### EXERCISE DIRECTIONS
Restate the entries below without a single change.

Point localization data

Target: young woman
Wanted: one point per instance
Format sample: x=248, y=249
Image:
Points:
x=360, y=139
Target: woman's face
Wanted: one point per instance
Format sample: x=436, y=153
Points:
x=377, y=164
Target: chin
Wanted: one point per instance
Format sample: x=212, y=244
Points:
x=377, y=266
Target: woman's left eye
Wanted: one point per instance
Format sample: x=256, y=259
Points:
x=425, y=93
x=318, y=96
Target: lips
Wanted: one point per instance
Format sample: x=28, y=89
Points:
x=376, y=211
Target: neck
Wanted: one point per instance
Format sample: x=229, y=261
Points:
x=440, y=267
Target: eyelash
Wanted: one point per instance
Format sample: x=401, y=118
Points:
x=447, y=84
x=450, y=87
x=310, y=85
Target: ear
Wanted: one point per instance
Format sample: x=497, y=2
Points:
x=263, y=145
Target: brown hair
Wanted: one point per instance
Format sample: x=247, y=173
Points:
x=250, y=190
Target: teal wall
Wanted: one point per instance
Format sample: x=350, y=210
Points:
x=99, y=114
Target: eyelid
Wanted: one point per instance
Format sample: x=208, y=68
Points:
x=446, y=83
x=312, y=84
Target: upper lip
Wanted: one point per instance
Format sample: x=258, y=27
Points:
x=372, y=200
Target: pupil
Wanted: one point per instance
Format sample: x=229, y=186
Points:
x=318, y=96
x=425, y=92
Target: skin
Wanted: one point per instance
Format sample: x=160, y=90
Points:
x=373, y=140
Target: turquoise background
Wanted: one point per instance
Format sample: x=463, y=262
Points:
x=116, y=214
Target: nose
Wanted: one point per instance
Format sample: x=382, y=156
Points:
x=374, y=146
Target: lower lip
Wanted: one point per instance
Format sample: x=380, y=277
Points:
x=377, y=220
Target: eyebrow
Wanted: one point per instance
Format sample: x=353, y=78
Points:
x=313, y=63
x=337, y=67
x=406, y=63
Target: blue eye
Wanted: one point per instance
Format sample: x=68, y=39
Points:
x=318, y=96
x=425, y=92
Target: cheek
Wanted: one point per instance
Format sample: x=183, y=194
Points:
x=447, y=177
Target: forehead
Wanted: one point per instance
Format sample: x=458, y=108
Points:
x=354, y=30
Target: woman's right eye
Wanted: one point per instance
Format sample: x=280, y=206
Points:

### PROBLEM SOLUTION
Target: young woman
Wanted: one point per instance
Format sample: x=248, y=249
Image:
Points:
x=360, y=139
Target: woman's face
Wanted: one point per instance
Format sample: x=436, y=153
Points:
x=377, y=164
Target: chin
Wanted: one point per instance
Format sample: x=212, y=244
Points:
x=377, y=266
Target: woman's left eye
Wanted: one point per instance
Format sample: x=256, y=259
Points:
x=425, y=93
x=318, y=96
Target: lips
Wanted: one point per instance
Format sample: x=28, y=89
Points:
x=376, y=211
Target: neck
Wanted: one point per instance
Format sample: x=229, y=261
Points:
x=440, y=267
Target: eyelash
Wanted: one point per instance
Format sample: x=401, y=118
Points:
x=447, y=84
x=450, y=87
x=310, y=85
Target: ear
Wanted: one point per instance
Format sample: x=497, y=2
Points:
x=263, y=145
Target: brown hair
Wanted: one point per instance
Format sample: x=247, y=173
Points:
x=250, y=190
Target: teal wall
Wanted: one point per instance
Format sample: x=350, y=210
Points:
x=99, y=114
Target: eyelid
Wanted: one point per instance
Format sample: x=208, y=68
Points:
x=446, y=83
x=312, y=84
Target: upper lip
Wanted: one point per instance
Format sample: x=258, y=27
Points:
x=372, y=200
Target: pupil
Wanted: one point per instance
Format sample: x=229, y=186
Points:
x=318, y=96
x=425, y=92
Target: skin
Wanted: one point per instance
Format sample: x=160, y=90
Points:
x=373, y=140
Target: turquoise background
Wanted: one point per instance
Format sample: x=463, y=262
Points:
x=116, y=214
Target: nose
Wanted: one point per instance
Format sample: x=382, y=156
Points:
x=374, y=146
Target: lower lip
Wanted: one point per instance
Format sample: x=380, y=277
Points:
x=377, y=220
Target: eyebrow
Wanted: one point per instance
Format sample: x=353, y=78
Points:
x=313, y=63
x=337, y=67
x=406, y=63
Target: blue eye
Wanted: one point per instance
Format sample: x=68, y=39
Points:
x=318, y=96
x=425, y=92
Target: cheek
Wanted: one point per instance
Format sample: x=183, y=194
Points:
x=447, y=177
Target: forehead
Wanted: one point per instance
Format sample: x=458, y=108
Points:
x=354, y=30
Target: woman's right eye
Wanted: one point per instance
Format sample: x=280, y=206
Points:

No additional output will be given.